──────── Provided text
Why targeted use of desiccants and scavengers matters:

Desiccants and oxygen scavengers serve as protective packaging tools to mitigate moisture and oxygen ingress. However, their use should not be default or precautionary. Instead, their inclusion must be based on actual stability study outcomes or forced degradation data indicating sensitivity to humidity or oxidation. Inappropriate use can increase cost, complicate packaging validation, and introduce regulatory scrutiny.

Risks of unjustified inclusion:

Using these components without supporting data may trigger regulatory questions, delay submissions, or result in costly post-approval changes. Overuse can also interfere with product performance (e.g., affecting moisture content or reaction kinetics) or require unnecessary label statements. Regulators expect a risk-based justification for all primary packaging decisions.

Regulatory and Technical Context:

Guidance from ICH and global regulators:

ICH Q1A(R2) and WHO TRS 1010 mandate that packaging design be justified based on data demonstrating its ability to protect the product over its intended shelf life. FDA and EMA also expect applicants to provide evidence (e.g., impurity trends, assay loss, visual changes) to support the need for moisture or oxygen protection. The justification must be clearly documented in CTD Module 3.2.P.7 (Container Closure) and 3.2.P.8.1 (Stability Summary).
────────────────
──────── Provided records
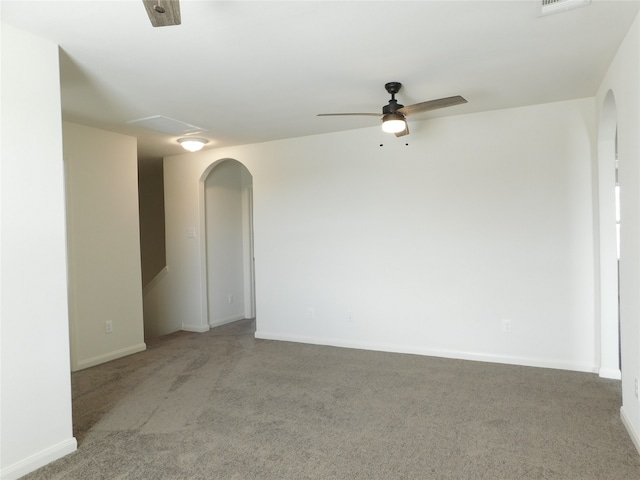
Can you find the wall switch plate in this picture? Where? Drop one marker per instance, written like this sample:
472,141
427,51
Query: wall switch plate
506,325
────────────────
*Problems and tasks*
a - Sum up the passage on desiccants and oxygen scavengers in two sentences.
b - Please pick up the passage on desiccants and oxygen scavengers after its last sentence and keep writing.
The records come from a different source than the text.

*Answers by item number*
a - Desiccants and oxygen scavengers should be added to packaging only when stability or forced degradation data show sensitivity to humidity or oxidation, because using them without supporting data can raise costs, complicate packaging validation, invite regulatory questions, and interfere with product performance. ICH Q1A(R2) and WHO TRS 1010 require packaging design to be justified by data, FDA and EMA expect evidence for moisture or oxygen protection, and this justification must be documented in CTD Modules 3.2.P.7 and 3.2.P.8.1.

b -
Audit expectations and submission review:

During inspections or dossier evaluations, regulators may question why a desiccant or scavenger is included. If no clear correlation exists between environmental sensitivity and product degradation, the packaging may be seen as excessive or misleading. Reviewers also assess whether inclusion was supported by degradation studies or stress tests.

Best Practices and Implementation:

Use data-driven assessments to decide inclusion:

Conduct real-time and accelerated stability studies across conditions such as 25°C/60% RH, 30°C/75% RH, and 40°C/75% RH. Evaluate whether the product shows sensitivity to moisture (e.g., dissolution delay, hydrolysis, discoloration) or oxygen (e.g., peroxide growth, color fade, assay drop). If no significant degradation is observed, avoid using additional protection. Reserve desiccant or scavenger inclusion for molecules or formulations that clearly show environmental vulnerability.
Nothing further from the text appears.